YOUR INSTRUCTIONS — Convert all of the records below into a two-column CSV with the header row text,answer and one row per record. Enclose each field in double quotes, and replace any line breaks inside a field with spaces.
-.-.-
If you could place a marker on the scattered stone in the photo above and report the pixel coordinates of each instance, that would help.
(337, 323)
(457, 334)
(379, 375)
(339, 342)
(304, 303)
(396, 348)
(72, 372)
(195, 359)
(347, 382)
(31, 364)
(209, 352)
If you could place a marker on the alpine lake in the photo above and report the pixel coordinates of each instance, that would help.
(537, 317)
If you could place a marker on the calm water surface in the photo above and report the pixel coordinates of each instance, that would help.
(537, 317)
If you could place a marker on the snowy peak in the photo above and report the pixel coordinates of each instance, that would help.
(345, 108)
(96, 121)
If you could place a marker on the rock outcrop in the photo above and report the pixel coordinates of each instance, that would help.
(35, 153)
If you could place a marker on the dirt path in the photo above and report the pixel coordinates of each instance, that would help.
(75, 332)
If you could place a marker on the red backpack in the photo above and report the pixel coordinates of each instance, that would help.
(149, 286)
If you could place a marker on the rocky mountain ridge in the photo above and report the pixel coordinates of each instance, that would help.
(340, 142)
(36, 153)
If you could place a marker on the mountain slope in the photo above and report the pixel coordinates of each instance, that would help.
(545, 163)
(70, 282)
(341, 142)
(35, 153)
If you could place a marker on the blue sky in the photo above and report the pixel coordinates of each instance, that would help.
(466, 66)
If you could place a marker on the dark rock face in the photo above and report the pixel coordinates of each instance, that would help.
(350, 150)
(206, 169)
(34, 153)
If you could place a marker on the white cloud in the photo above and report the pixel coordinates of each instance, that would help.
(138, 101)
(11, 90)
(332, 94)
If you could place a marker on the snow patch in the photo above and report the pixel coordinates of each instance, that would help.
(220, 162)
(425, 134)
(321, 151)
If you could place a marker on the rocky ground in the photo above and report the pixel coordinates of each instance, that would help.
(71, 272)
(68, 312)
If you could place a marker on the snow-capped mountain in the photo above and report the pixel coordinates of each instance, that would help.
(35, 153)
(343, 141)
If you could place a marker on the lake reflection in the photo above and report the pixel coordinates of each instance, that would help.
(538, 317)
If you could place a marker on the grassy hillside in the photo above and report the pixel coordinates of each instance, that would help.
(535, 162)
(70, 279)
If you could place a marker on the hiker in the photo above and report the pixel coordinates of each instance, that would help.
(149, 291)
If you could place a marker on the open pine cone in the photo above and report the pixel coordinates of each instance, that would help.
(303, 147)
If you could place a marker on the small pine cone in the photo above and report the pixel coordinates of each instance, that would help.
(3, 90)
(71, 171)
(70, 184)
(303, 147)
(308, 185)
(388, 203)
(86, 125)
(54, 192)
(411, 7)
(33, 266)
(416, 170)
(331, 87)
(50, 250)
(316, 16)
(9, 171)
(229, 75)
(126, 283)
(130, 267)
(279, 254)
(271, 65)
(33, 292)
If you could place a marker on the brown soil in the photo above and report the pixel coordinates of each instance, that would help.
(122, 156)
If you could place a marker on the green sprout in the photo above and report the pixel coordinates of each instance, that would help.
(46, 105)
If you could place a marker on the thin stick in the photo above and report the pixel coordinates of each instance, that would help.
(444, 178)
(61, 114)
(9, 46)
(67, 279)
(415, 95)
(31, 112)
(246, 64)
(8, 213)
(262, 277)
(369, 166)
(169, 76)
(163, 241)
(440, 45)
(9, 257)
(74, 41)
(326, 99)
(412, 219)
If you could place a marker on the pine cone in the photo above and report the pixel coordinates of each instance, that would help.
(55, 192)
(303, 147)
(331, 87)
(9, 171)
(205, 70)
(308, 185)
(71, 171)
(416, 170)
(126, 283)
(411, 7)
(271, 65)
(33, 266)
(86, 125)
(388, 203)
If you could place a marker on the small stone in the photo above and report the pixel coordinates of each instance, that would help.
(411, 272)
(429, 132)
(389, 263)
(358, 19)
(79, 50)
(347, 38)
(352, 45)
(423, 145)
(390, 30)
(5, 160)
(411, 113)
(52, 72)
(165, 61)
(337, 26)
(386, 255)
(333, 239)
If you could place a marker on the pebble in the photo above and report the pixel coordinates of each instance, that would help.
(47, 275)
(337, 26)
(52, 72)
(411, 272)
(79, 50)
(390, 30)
-.-.-
RESULT FOR THIS TASK —
text,answer
"If you could place a marker on the scattered stone in the photo above and report the pixel coordinates of each instance, that would help.","(337, 323) (457, 334) (379, 375) (339, 342) (304, 303) (396, 348) (72, 372) (195, 359) (347, 382) (31, 364) (209, 352)"
"If you could place a marker on the alpine lake in the photo above and report the pixel coordinates of each instance, that would help.","(537, 317)"
"If you could place a marker on the calm water surface in the photo above and report the pixel coordinates of each instance, that would help.","(537, 317)"
"If you could place a marker on the snowy peak in the photo above and report the pixel coordinates of each instance, that would help.","(345, 108) (96, 121)"
"If you could place a marker on the rock outcrop in the photo above and report the pixel coordinates of each instance, that would help.","(35, 153)"
"If you could place a marker on the dirt path in the photo above and report the pixel coordinates of each instance, that would help.","(75, 332)"
"If you could place a marker on the red backpack in the photo above and report the pixel coordinates of each instance, that would help.","(149, 286)"
"If you could place a marker on the rocky mountain ridge in the photo above and report the pixel coordinates of each instance, that would help.","(340, 142) (36, 153)"
"If you could place a marker on the mountain slope in the photo above and report the pixel coordinates of each instance, that would help.","(545, 163) (70, 282) (341, 142) (35, 153)"
"If you could place a marker on the blue sky in the photo above and report the pixel coordinates of each instance, that would help.","(466, 66)"
"If you could place a marker on the dark rock face in the photo above and report the pixel coordinates of each instance, that would help.","(350, 150) (206, 169) (34, 153)"
"If you could place a marker on the white cloud in the photo above and report the pixel coordinates of each instance, that would help.","(138, 101) (11, 90) (332, 94)"
"If you could place a marker on the snow patch in the photo above and report the pixel coordinates of each instance, that would help.","(220, 162) (425, 134) (321, 151)"
"If you could place a marker on the rocky ground in the photo above and report the pixel coordinates of each instance, that would help.","(71, 272) (68, 312)"
"If you could place a marker on the snow-capped mountain in the photo above and report the pixel coordinates of each instance, that would help.","(35, 153) (343, 141)"
"If you could place a marker on the lake reflection in the photo above and report the pixel coordinates of each instance, that would help.","(538, 317)"
"If you could place a marker on the grassy hillside in the photo above and report the pixel coordinates of each instance, that would help.","(535, 162) (70, 279)"
"If you could place a marker on the hiker in the photo above and report the pixel coordinates of each instance, that would help.","(149, 291)"
"If you could place a marker on the open pine cone in the photo above and report the pixel coordinates of each instance, that would help.","(303, 147)"
"If you could place a marker on the small pine cone in the photo above and report the pixel coordinates of each instance, that would help.","(3, 90) (71, 171) (70, 184) (303, 147) (308, 185) (388, 203) (86, 125) (54, 192) (411, 7) (33, 266) (416, 170) (331, 87) (50, 250) (316, 16) (9, 171) (229, 75) (126, 283) (130, 267) (279, 254) (271, 65) (33, 292)"
"If you could place a marker on the brown soil in the photo above and report the pixel coordinates of each instance, that would help.","(122, 156)"
"If you could place a marker on the green sprout in the photo above and report the pixel coordinates of each instance, that would help.","(46, 105)"
"If you could place a marker on the thin stick in the photo above and report the pixel coordinates of each instance, that would help.","(444, 178) (61, 114) (9, 46) (67, 279) (415, 95) (31, 112) (246, 64) (8, 213) (262, 277) (369, 166) (169, 76) (163, 241) (440, 45) (9, 257) (74, 41) (326, 99) (412, 219)"
"If you could place a marker on the pine cone in the photo above and report the pixel coordinates of each instance, that would help.","(55, 192) (303, 147) (331, 87) (9, 171) (205, 70) (308, 185) (71, 171) (416, 170) (126, 283) (411, 7) (271, 65) (33, 266) (86, 125) (388, 203)"
"If you could place a marker on the small stone in the photo above and report the pixel coordinates of each instance, that would help.","(411, 272) (429, 132) (389, 263) (358, 19) (79, 50) (347, 38) (352, 45) (423, 145) (390, 30) (5, 160) (411, 113) (52, 72) (165, 61) (337, 26) (386, 255) (333, 239)"
"If you could place a marker on the pebble in the photo above and report the pixel coordinates of each instance, that would help.","(47, 275) (337, 26) (52, 72) (411, 272) (79, 50) (390, 30)"